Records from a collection
· · · · · · ·

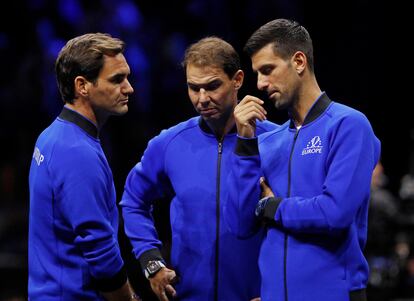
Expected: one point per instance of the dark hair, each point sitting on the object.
(287, 37)
(213, 51)
(83, 56)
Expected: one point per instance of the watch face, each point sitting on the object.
(153, 267)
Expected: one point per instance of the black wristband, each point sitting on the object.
(147, 256)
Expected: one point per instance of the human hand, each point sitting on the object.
(266, 190)
(162, 282)
(245, 114)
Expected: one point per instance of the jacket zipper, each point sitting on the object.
(286, 236)
(216, 275)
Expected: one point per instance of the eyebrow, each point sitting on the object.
(205, 85)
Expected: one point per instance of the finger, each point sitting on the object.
(163, 296)
(247, 106)
(170, 290)
(262, 179)
(251, 117)
(250, 98)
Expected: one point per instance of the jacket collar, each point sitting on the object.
(316, 110)
(205, 128)
(76, 118)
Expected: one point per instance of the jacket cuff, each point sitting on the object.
(246, 147)
(151, 254)
(111, 284)
(271, 208)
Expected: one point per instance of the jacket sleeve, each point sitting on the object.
(244, 188)
(84, 196)
(354, 152)
(146, 182)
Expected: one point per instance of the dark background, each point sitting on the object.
(361, 53)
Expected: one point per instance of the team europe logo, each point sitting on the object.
(38, 156)
(313, 147)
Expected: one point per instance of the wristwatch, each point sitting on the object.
(153, 267)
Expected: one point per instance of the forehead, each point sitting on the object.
(265, 56)
(202, 74)
(114, 65)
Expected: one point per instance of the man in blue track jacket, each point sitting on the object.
(73, 223)
(318, 166)
(190, 164)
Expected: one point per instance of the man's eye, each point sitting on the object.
(118, 79)
(194, 88)
(213, 86)
(266, 70)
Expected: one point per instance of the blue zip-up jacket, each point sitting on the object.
(188, 164)
(320, 175)
(73, 220)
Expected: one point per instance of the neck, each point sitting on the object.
(87, 111)
(305, 99)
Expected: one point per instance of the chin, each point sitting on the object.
(121, 111)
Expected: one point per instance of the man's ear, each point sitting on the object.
(299, 61)
(81, 86)
(238, 79)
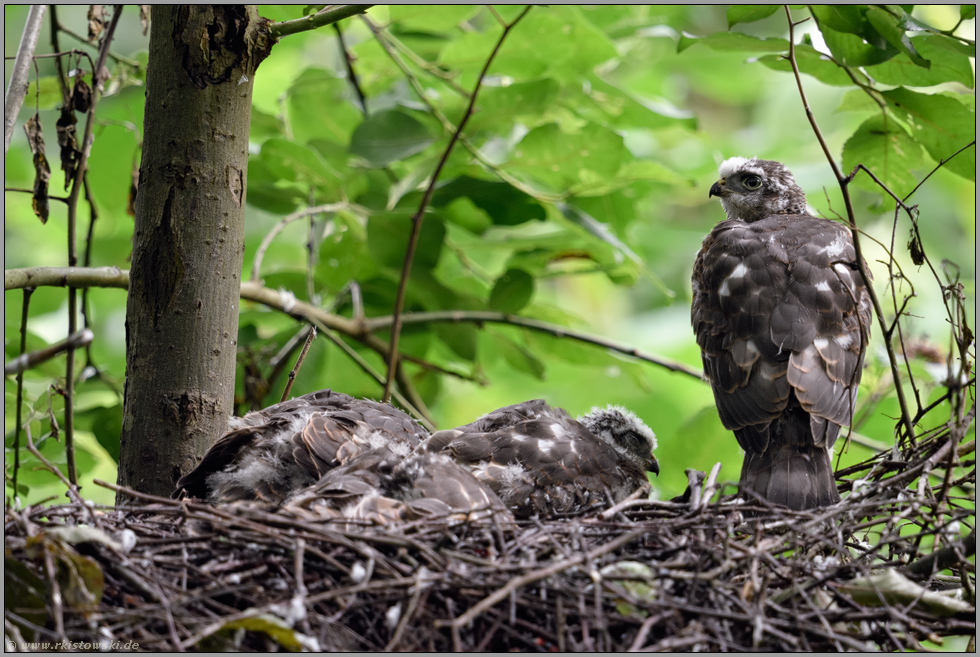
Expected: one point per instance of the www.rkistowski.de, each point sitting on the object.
(74, 645)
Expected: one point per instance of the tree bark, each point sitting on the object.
(182, 309)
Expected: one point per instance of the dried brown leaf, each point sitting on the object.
(42, 172)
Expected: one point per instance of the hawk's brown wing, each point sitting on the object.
(782, 318)
(543, 466)
(273, 452)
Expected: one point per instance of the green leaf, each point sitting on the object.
(840, 18)
(518, 357)
(940, 123)
(749, 13)
(462, 339)
(344, 256)
(321, 105)
(512, 291)
(888, 151)
(504, 204)
(430, 18)
(294, 162)
(598, 229)
(733, 41)
(389, 136)
(948, 65)
(387, 240)
(812, 62)
(558, 42)
(887, 26)
(264, 126)
(556, 159)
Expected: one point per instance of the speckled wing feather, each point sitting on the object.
(270, 453)
(539, 460)
(380, 487)
(781, 316)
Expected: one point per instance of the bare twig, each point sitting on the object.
(25, 361)
(20, 383)
(360, 330)
(479, 317)
(17, 87)
(349, 63)
(282, 223)
(420, 214)
(326, 16)
(299, 363)
(861, 265)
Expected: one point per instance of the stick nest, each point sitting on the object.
(889, 567)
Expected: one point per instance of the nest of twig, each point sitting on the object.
(889, 567)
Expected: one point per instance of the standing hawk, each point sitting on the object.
(269, 454)
(540, 461)
(782, 317)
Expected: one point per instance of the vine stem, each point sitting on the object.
(417, 218)
(843, 182)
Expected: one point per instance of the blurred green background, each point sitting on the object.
(600, 130)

· · · · · · ·

▸ **WHAT NEEDS TO BE DONE**
Give the records again exactly, pictures left out.

▸ **FINAL ANSWER**
Expected: one point per instance of the dark hair, each point sitting on the object.
(287, 37)
(213, 51)
(83, 56)
Expected: one point per instance of the watch face, each point sitting on the object.
(153, 267)
Expected: one point per instance of the black wristband, each point sitting on the object.
(147, 256)
Expected: one point per instance of the human hand, each point sitting on the object.
(266, 190)
(162, 282)
(245, 114)
Expected: one point per instance of the jacket zipper, each point sitting on the object.
(286, 236)
(216, 275)
Expected: one point per instance of the eyebrow, each point sitting on the object.
(205, 85)
Expected: one point per instance of the finger, each point sitting on the object.
(163, 296)
(247, 106)
(170, 290)
(262, 179)
(251, 117)
(250, 98)
Expected: one point per instance of the jacket collar, each point sitting on the object.
(316, 110)
(205, 128)
(76, 118)
Expected: one point per instance of the jacket cuff, each point sitting on the object.
(246, 147)
(151, 254)
(111, 284)
(271, 208)
Expected: one point per instance of the jacket sleeve, each point sitting on the object.
(244, 188)
(84, 196)
(354, 152)
(146, 182)
Expected: one point per instance of the dark background, each point sitting on the object.
(361, 53)
Expected: one point per instance of the team europe logo, each point sitting on the object.
(38, 156)
(313, 147)
Expected: one point per instance of the wristwatch, each point sitting on the object.
(153, 267)
Expected: one point per instance of the forehead, each point sitting on the object.
(265, 56)
(202, 74)
(114, 65)
Expected: one point per instance of the man in blue track jacket, each point sitting on the object.
(73, 223)
(318, 166)
(190, 164)
Expected: one point per instance of the man's eye, each point sitting on the object.
(118, 79)
(194, 88)
(213, 86)
(266, 70)
Expected: one point per instance of the blue zip-up jacket, each point sitting on the object.
(188, 164)
(320, 175)
(73, 220)
Expected: one point per instance of the neck, each point sitting on the object.
(87, 111)
(305, 99)
Expected: one point per instance of the chin, each point sitting on the object.
(121, 111)
Expected: one point per instance of the man's ear, each point sitting on the object.
(299, 61)
(81, 86)
(238, 79)
Expected: one point per instance of the www.rkistowski.de, each point sitting on the object.
(74, 645)
Expected: one point per instance of the tree bark, each point sitting on the object.
(182, 309)
Expected: one point per instance of the dried brown leaf, each point sitting on the object.
(42, 172)
Expected: one point per instance of the hawk's brown wing, each point sitting on the object.
(782, 318)
(543, 466)
(273, 452)
Expected: one point per instance of the green leaf, each point sitting on the object.
(840, 18)
(518, 357)
(940, 123)
(749, 13)
(462, 339)
(344, 256)
(321, 105)
(512, 291)
(888, 151)
(504, 204)
(430, 18)
(294, 162)
(598, 229)
(733, 41)
(389, 136)
(948, 65)
(387, 240)
(812, 62)
(558, 42)
(887, 26)
(264, 126)
(556, 159)
Expected: one point per instance of the speckled wing feather, each point sitting on the object.
(270, 453)
(539, 460)
(380, 487)
(781, 316)
Expected: one point per instance of the bare twig, each point sitting on the object.
(25, 361)
(20, 383)
(360, 330)
(479, 317)
(17, 87)
(349, 63)
(282, 223)
(420, 214)
(326, 16)
(299, 363)
(861, 265)
Expected: one point per instance of the stick nest, each point sitting on the object.
(889, 567)
Expected: one point per instance of the nest of twig, each point sitting on the object.
(889, 567)
Expected: one point per instance of the standing hawk, each point sitting on the object.
(269, 454)
(540, 461)
(782, 317)
Expected: one point per instance of the vine stem, each point sitting on the object.
(417, 218)
(843, 182)
Expected: one point per instance of the blurred green background, each point sitting on the object.
(600, 130)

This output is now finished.